■ ЗАДАЧИ:
A. Перепишите без изменений фрагмент текста о национальном движении в Дании, начиная с «В сословном собрании» и заканчивая «о сути дискуссий.».
B. Перескажите в виде краткого списка абзац текста о национальном движении в Дании, начинающийся словами «В сословном собрании Шлезвига», сохранив его основные факты.
C. Продолжите текст о национальном движении в Дании после его последней строки.

■ ДОКУМЕНТ:
#####

В сословном собрании Шлезвига, а постепенно и в прочих собраниях все более сильные позиции занимало национальное движение. Уже в XVIII в. зазвучали голоса против засилья немцев в руководстве страны, а в 1801 и 1807 гг. имел место мощный всплеск датского национал-патриотизма, направленного против англичан. Было бы неуместным вдаваться в дискуссии о национальном самосознании датчан, ограничимся лишь несколькими строчками из стихотворения Грундтвига, чтобы иметь представление о сути дискуссий.
К народу тот принадлежит,
Кто за него стоит горой,
Себя его частицей чтит
И чей язык — ему родной[47].

#####

■ ПЕРЕЧЕНЬ:

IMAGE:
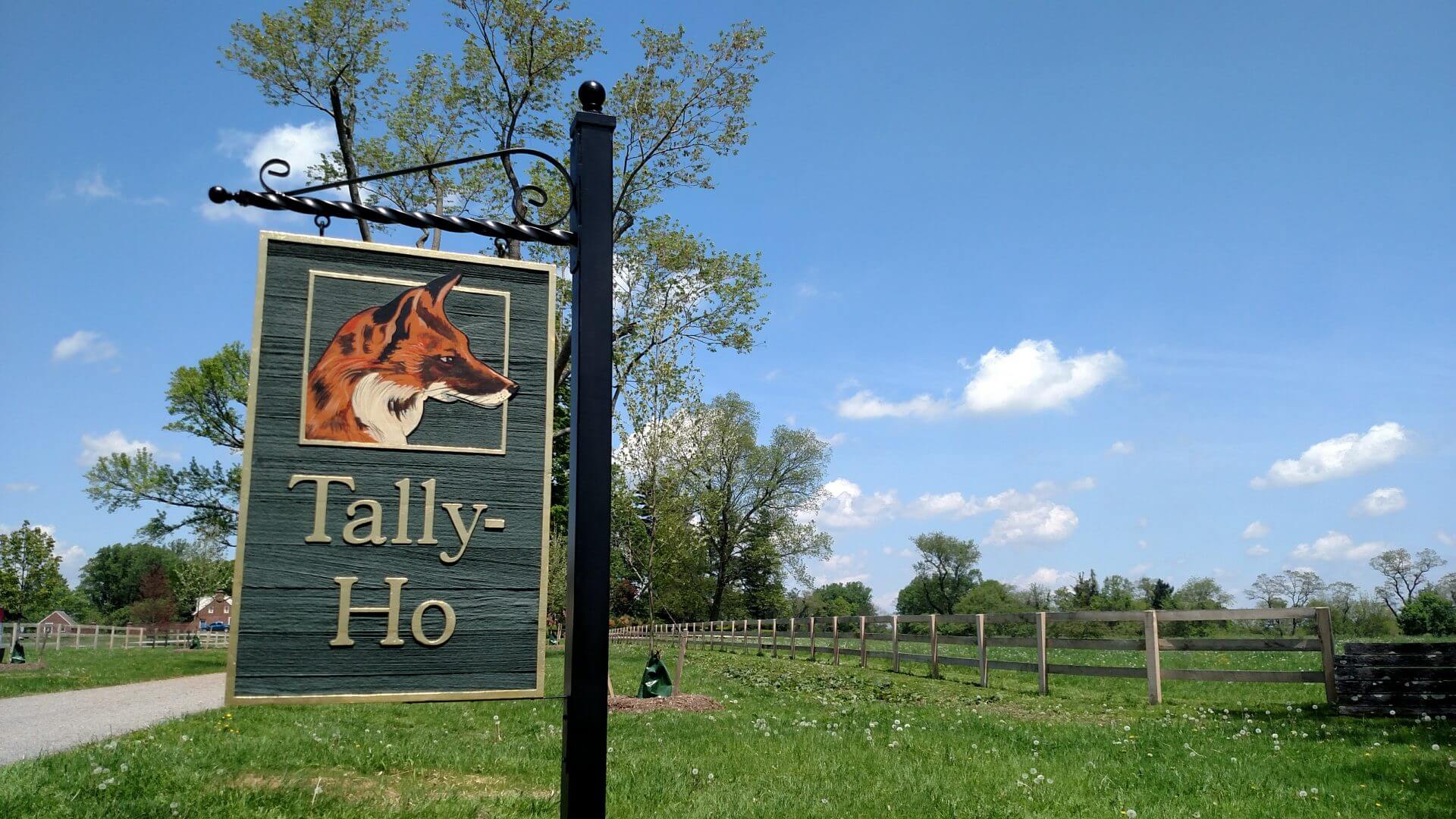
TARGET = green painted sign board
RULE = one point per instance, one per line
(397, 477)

#####

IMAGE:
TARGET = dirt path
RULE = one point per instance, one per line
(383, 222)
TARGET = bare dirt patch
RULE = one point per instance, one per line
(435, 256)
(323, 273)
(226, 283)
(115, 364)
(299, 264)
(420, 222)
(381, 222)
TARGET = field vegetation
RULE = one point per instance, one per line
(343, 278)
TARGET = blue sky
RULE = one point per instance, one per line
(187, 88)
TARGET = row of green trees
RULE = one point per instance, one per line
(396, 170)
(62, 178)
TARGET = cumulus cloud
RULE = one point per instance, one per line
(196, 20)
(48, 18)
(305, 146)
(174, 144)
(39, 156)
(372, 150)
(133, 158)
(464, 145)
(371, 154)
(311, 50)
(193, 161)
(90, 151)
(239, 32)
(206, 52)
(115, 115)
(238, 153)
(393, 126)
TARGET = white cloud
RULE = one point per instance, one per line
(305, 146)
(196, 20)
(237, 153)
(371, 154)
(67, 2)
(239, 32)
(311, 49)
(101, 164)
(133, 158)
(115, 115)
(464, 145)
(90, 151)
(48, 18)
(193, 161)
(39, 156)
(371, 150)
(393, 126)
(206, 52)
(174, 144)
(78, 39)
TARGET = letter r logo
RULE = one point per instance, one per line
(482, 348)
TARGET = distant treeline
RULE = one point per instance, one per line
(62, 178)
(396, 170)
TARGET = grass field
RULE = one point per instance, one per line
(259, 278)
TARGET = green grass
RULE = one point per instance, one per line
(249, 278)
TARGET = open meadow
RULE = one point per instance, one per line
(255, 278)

#####

■ РЕЗУЛЬТАТЫ:
A.
В сословном собрании Шлезвига, а постепенно и в прочих собраниях все более сильные позиции занимало национальное движение. Уже в XVIII в. зазвучали голоса против засилья немцев в руководстве страны, а в 1801 и 1807 гг. имел место мощный всплеск датского национал-патриотизма, направленного против англичан. Было бы неуместным вдаваться в дискуссии о национальном самосознании датчан, ограничимся лишь несколькими строчками из стихотворения Грундтвига, чтобы иметь представление о сути дискуссий.

B.
- В сословном собрании Шлезвига, а постепенно и в других собраниях национальное движение укрепляло свои позиции.
- Уже в XVIII в. звучали протесты против засилья немцев в руководстве страны.
- В 1801 и 1807 гг. произошел мощный всплеск датского национал-патриотизма, направленного против англичан.
- Вместо дискуссии о национальном самосознании датчан суть споров передана несколькими строками из стихотворения Грундтвига.

C.
Проблема, однако, в том и заключалась, что родных языков как раз было несколько. В 1840 г. Кристиан VIII издал так называемый языковой рескрипт, которым предписывал считать датский языком судопроизводства в тех районах Шлезвига, где он уже являлся также языком церкви и школы. Устанавливались также правила использования датского языка в работе тех сословных представительств, официальным языком в которых был немецкий. Один из депутатов, Петер Йорт Лоренцен, в 1842 г. потребовал права выступить на заседании собрания на датском языке, хотя сам он прекрасно говорил и по-немецки. Это сразу же сделало его национальным героем в глазах датскоязычного населения Шлезвига.
Слава Лоренцена докатилась и до Копенгагена, и на национальных праздниках, проводившихся в Скамлингсбаккене, в его честь провозглашались здравицы. В 1844 г. в сословном представительстве Шлезвига было разрешено использование датского языка, однако лишь тем, кто не знал немецкого.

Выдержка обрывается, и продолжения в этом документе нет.